> _DATA SUPPLIED_:
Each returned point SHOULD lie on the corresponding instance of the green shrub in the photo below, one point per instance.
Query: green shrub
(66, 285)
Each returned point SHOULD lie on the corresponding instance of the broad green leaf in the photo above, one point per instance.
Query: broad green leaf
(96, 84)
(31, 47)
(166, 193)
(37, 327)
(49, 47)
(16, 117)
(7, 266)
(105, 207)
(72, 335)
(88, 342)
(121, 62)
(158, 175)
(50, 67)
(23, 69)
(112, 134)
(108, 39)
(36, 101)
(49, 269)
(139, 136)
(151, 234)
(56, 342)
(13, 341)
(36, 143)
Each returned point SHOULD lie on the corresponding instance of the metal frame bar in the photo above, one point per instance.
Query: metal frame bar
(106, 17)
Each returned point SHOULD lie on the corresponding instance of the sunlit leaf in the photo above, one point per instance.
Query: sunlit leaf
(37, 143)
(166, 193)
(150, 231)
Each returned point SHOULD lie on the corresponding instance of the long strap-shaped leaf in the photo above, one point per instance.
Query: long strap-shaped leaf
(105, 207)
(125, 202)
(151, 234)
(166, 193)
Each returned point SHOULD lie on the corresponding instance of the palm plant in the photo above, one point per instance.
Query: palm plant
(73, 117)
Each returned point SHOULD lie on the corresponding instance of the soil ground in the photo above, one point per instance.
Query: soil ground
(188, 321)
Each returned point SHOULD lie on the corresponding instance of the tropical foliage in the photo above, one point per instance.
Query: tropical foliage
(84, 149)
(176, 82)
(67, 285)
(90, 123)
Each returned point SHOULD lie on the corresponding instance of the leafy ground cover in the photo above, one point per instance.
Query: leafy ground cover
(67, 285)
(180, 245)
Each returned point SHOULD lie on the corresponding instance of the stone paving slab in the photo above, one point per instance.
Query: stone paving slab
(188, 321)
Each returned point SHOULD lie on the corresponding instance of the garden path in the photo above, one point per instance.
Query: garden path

> _DESCRIPTION OF THE TASK_: Repeat every entry exactly. Nothing may be dropped.

> _RESPONSE AREA_:
Each returned point SHOULD lie on the corresponding instance of the green shrub in the photo below, one point per instance.
Query: green shrub
(66, 285)
Each returned point SHOULD lie on the corresponding instance of the broad green leaf in the photo above, one point per instance.
Query: broad green leaf
(96, 84)
(31, 47)
(166, 193)
(37, 327)
(49, 47)
(16, 117)
(7, 266)
(105, 207)
(72, 335)
(88, 342)
(121, 62)
(158, 175)
(50, 67)
(23, 69)
(112, 134)
(108, 39)
(36, 101)
(49, 269)
(139, 136)
(151, 234)
(56, 342)
(13, 341)
(36, 143)
Each returned point SHOULD lie on the corresponding instance of the metal frame bar in the photo above, one point per instance.
Query: metal frame bar
(106, 17)
Each returned point SHOULD lie on the corresponding instance of the sunlit leaf in the photo above, one point per instance.
Query: sunlit leaf
(37, 143)
(166, 193)
(150, 231)
Each returned point SHOULD lie on the corresponding instance of the long strap-shaped leaf in the photo above, one point per instance.
Query: long strap-shaped leaf
(105, 207)
(125, 202)
(151, 234)
(166, 193)
Each returned point SHOULD lie on the corresponding instance of the palm plant in the photo above, one point per instance.
Query: palm plant
(73, 117)
Each returned point SHOULD lie on the corresponding instance of the soil ground in the photo above, one point per instance.
Query: soil ground
(188, 321)
Each returned point SHOULD lie on the corresponding instance of the tropical foliage in the photo above, one point per instance.
Query: tropical foliage
(84, 149)
(176, 82)
(67, 285)
(90, 123)
Each returned point SHOULD lie on the corresponding instance of the leafy ground cover in the photo above, one point per instance.
Query: leafy ground cover
(67, 285)
(180, 245)
Each returned point SHOULD lie on the corresponding instance of the stone paving slab in the photo above, one point per instance.
Query: stone paving slab
(188, 321)
Each returned point SHOULD lie on the corresponding instance of the garden path in the photo above, one point per instance.
Query: garden path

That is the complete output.